## What you will do
Reproduce verbatim the lines of the records below, beginning with the line containing "of the frosted" and continuing through the end of the records.

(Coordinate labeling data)
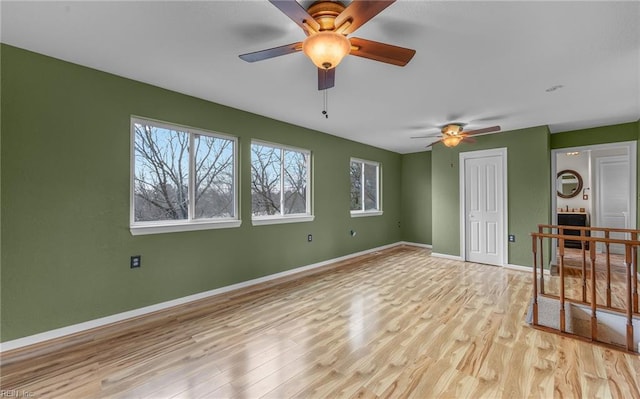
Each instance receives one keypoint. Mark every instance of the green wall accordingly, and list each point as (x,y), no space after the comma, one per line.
(416,197)
(65,199)
(528,204)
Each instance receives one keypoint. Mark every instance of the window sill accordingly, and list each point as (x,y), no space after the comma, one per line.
(264,220)
(138,230)
(360,214)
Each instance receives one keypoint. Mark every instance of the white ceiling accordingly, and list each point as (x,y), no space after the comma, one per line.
(482,63)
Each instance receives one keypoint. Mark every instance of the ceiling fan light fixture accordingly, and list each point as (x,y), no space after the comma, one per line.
(452,129)
(326,49)
(452,141)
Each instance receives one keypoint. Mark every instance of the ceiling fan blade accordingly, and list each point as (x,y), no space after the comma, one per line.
(297,13)
(272,52)
(426,136)
(326,78)
(484,130)
(382,52)
(358,13)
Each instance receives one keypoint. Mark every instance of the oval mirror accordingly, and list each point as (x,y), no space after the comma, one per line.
(569,183)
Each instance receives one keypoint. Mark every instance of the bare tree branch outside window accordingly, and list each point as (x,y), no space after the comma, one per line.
(364,186)
(162,178)
(278,181)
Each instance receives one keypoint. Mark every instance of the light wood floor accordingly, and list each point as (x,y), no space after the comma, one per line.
(393,325)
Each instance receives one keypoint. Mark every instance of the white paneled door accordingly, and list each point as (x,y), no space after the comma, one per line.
(484,203)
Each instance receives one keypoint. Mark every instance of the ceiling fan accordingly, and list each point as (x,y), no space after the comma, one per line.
(453,134)
(327,24)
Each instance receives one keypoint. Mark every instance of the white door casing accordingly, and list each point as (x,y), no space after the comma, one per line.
(483,206)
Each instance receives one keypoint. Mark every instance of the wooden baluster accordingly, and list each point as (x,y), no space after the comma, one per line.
(540,230)
(534,309)
(594,318)
(584,267)
(628,265)
(541,265)
(606,244)
(561,267)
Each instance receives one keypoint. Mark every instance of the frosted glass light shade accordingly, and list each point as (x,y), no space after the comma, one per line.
(452,141)
(326,49)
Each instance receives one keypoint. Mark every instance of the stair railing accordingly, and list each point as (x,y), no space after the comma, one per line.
(558,232)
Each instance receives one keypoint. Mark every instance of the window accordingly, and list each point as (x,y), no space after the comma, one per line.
(280,184)
(182,179)
(365,188)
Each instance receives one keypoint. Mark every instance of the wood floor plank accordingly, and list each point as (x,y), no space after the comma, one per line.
(396,324)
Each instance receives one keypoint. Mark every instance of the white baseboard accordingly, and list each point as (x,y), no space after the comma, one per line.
(103,321)
(415,244)
(447,256)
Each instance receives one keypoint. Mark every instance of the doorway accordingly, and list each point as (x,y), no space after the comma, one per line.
(483,218)
(609,185)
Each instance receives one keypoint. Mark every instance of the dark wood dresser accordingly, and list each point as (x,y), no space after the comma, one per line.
(573,219)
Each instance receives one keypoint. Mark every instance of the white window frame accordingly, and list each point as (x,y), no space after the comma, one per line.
(371,212)
(283,218)
(189,224)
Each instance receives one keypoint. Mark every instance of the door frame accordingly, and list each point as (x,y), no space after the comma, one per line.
(633,161)
(463,156)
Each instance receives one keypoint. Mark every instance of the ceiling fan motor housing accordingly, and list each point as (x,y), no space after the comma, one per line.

## Answer to the task
Each instance receives one keypoint. Mark every instance of the frosted glass light shade accordingly, and list each point as (x,y), no space after the comma, one per line.
(452,141)
(326,49)
Each instance receives one keypoint. Mark every instance of the stair railing accordingly, and list each point as (x,y), no space after the comma, one per line.
(558,232)
Each instance receives one keypoint. Mark every instance of the window accordingly, and list each point as (x,y), no space after the comma, one per line.
(280,184)
(182,179)
(365,188)
Each instance receives one keypoint. Mark every instance of the wood floor plank accordingly, and list each point as (x,y), no space after the comma, one per line.
(396,324)
Each instance receives one keypoint. Mark every instance of the white baseboard accordingly, and list each point as (x,y), no space after the comma, one per line.
(103,321)
(415,244)
(447,256)
Each instance receives one keypoint. Mark every instance of the doorway accordingly, and list each point as (x,y), no space after the comma, one per line.
(483,218)
(609,185)
Each instance receives one keypoint. Mark every instance of the dark wood dresser accordingly, and list each point as (x,y), no space after the comma, one per line.
(573,219)
Each instance receives one keypoint. Mark every instance of the white window frame accordingly, and list each point as (x,y), no space after the comma, one per line.
(371,212)
(283,218)
(189,224)
Each instance receives one keypoint. Mark every instance of the door frame accordingly, and list each point as (x,y), no space after the comma, one per line.
(633,161)
(463,156)
Each instance receives one keypoint. Mark every instance of the ceiling fan motor housing accordingly, and list each point as (x,y), no space after the comma, one per line.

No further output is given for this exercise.